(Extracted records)
=== Begin Enclosure ===

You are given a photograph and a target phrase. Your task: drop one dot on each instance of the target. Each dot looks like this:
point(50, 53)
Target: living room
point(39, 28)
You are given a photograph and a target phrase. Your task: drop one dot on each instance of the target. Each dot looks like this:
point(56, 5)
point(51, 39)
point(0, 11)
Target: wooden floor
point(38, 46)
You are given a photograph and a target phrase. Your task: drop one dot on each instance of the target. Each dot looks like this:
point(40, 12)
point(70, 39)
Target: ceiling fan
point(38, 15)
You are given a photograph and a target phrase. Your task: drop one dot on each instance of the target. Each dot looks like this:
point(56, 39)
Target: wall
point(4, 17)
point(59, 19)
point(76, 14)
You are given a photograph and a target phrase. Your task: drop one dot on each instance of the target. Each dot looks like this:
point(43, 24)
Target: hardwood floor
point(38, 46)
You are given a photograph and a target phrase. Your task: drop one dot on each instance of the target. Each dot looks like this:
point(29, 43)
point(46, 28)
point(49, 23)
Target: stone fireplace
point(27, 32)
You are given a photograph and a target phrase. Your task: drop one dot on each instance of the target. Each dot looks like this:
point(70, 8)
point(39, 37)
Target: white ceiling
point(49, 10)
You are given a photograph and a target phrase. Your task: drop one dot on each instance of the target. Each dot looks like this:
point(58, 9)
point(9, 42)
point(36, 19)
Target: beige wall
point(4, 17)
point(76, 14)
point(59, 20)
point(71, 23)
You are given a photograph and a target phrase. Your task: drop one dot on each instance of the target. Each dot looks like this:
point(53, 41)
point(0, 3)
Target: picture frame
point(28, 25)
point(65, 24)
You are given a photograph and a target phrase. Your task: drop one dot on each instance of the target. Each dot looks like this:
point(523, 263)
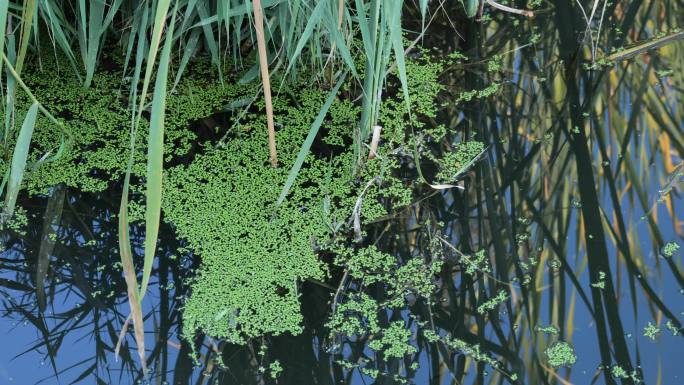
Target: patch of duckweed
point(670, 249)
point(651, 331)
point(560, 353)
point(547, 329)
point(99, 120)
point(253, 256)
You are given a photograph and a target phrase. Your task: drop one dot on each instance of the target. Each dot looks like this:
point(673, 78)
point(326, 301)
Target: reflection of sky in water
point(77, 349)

=== End Enclosure ===
=== Begin Enclosure ===

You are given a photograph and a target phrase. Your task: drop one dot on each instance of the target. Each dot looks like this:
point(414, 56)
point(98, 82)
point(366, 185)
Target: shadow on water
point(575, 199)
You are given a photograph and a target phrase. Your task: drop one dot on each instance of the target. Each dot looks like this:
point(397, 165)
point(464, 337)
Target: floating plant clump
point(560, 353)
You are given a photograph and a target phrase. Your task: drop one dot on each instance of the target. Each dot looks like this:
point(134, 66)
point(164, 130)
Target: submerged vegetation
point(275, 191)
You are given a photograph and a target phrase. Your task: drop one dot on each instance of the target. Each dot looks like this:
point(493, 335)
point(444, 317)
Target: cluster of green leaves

=== End Enclosure ===
=== Begin Enclosure ===

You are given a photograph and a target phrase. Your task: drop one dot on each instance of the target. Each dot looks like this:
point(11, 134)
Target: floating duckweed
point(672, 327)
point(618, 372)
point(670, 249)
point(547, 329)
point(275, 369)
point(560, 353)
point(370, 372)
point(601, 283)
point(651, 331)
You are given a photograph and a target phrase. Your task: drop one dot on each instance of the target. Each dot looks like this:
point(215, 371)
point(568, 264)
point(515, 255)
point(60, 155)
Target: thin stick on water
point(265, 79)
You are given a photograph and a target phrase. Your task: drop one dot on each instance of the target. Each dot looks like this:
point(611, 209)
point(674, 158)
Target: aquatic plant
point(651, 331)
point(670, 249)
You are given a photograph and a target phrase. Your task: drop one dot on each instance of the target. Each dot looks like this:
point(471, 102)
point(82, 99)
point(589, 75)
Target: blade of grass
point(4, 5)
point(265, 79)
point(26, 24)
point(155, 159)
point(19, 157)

=== End Enclosure ===

## Work instructions
One stretch of the lines above is wanted, from the line that contains "point(11, 134)" through the line that contains "point(589, 75)". Output it exactly.

## Task output
point(11, 134)
Target: floating duckweed
point(672, 327)
point(618, 372)
point(670, 249)
point(547, 329)
point(275, 369)
point(560, 353)
point(370, 372)
point(601, 283)
point(651, 331)
You are given a photograph and a target phrase. Your task: drop one dot on each instance of the target. Each dot looks like this:
point(215, 371)
point(568, 264)
point(515, 255)
point(60, 155)
Target: thin stick on water
point(265, 79)
You are given a photograph and a target phrase. Your task: drop one dot on each instance of the target. Each dot looks like this:
point(611, 209)
point(674, 158)
Target: aquatic plant
point(651, 331)
point(670, 249)
You are given a photograph and a target phrase. Your task: drop one dot on each instance of the target. Each dot looks like this:
point(471, 102)
point(82, 99)
point(589, 75)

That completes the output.